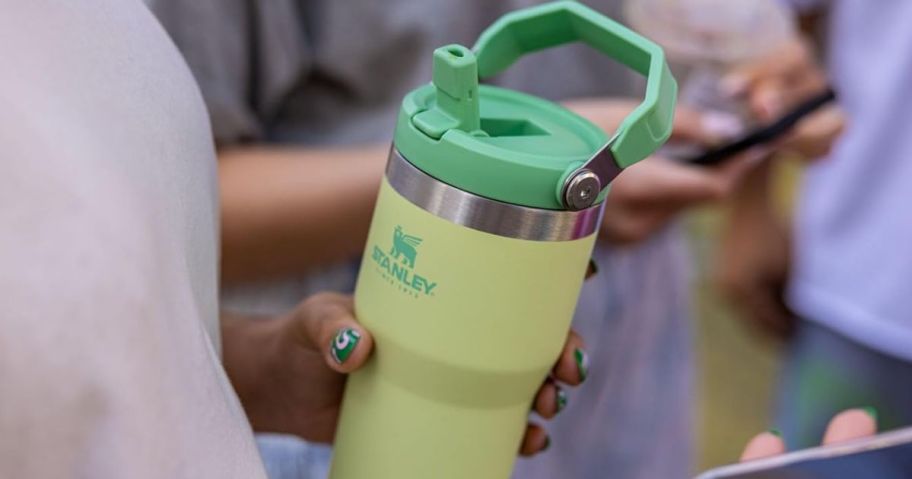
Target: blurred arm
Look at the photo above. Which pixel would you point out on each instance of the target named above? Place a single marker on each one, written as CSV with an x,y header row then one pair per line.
x,y
287,210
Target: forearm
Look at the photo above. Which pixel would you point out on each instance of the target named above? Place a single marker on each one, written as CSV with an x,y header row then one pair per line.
x,y
287,210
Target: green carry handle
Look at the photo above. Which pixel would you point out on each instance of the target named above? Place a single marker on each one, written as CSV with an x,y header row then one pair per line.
x,y
552,24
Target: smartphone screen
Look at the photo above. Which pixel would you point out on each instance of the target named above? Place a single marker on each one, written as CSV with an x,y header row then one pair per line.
x,y
761,135
887,456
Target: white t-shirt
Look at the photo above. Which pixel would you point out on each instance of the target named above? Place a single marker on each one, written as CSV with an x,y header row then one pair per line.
x,y
853,262
109,365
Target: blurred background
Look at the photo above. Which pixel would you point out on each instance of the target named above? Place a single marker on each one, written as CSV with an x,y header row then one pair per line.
x,y
737,367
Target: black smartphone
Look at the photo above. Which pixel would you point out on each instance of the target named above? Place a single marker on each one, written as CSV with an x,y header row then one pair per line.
x,y
885,456
763,134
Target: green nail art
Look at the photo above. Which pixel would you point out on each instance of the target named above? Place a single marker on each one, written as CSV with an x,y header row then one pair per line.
x,y
343,344
582,363
871,411
561,399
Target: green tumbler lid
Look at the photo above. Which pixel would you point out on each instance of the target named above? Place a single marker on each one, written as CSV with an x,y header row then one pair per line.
x,y
520,149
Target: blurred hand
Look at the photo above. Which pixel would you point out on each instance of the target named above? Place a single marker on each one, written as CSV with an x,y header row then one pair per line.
x,y
780,81
646,196
753,260
290,372
847,426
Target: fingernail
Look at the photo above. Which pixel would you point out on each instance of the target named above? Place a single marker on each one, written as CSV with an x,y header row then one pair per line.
x,y
871,411
582,363
343,344
561,399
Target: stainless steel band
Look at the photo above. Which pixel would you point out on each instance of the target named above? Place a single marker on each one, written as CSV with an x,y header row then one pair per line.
x,y
484,214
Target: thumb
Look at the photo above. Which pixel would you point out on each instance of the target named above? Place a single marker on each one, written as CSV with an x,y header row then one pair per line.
x,y
328,326
851,424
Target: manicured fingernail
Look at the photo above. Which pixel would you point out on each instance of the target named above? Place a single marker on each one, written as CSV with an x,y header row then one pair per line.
x,y
343,344
871,411
721,125
560,398
582,363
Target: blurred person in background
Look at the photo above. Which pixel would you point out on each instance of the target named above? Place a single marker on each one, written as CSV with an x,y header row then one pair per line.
x,y
114,362
303,97
838,287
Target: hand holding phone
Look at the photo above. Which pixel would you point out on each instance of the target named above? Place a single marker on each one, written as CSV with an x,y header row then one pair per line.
x,y
764,134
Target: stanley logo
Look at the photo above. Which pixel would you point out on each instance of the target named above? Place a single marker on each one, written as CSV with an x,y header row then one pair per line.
x,y
398,265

What is needed –
Write out again, unchanged, every line from the line containing "Target: fingernail" to the final line of the material above.

Problem solution –
Target: fingernail
Look at the photo above. Which pixel would you point out on each instance of the target named above? Place a single marker on each one, written as CSV with an x,y header row then one pair per line.
x,y
871,411
582,363
343,344
561,399
Target: stainless steel band
Look at the photo above. Which pixel would you point out on each instance of the target named above? Place a single marker on each one, written as CSV with an x,y header row then one pair per line.
x,y
484,214
Target: thumb
Look at the photo above. Which pixel would you point out on each instance of the target named above? Place a single marker on each one, written as CSV with an x,y header row then one pair per line.
x,y
328,326
851,424
Target: manicured fingernail
Look at the photo above. Which pixel would you point out on each instance of the target named above? Place a single marker on each one, written as CSV with an x,y header row then one pair per line.
x,y
343,344
871,411
721,125
560,398
582,363
Target: blurred person in background
Look at the photo above. Which pixel would you point out on each instance of the target named above? Place a single marker on each one, written as CSV with an x,y header row then one pair per line.
x,y
114,362
303,97
838,287
Target: hand holding phone
Look at the photo above. Which pixel would you point out on each instance of the target named above? Place a single marker on each one, written as CSV with an x,y header row then one pair per line.
x,y
764,134
Target: stanley logo
Look at the photo above. Which pixel would you point out on each instance of the target named above? Place a single marker on each one, written as CSV with an x,y header row then one pair per line.
x,y
398,265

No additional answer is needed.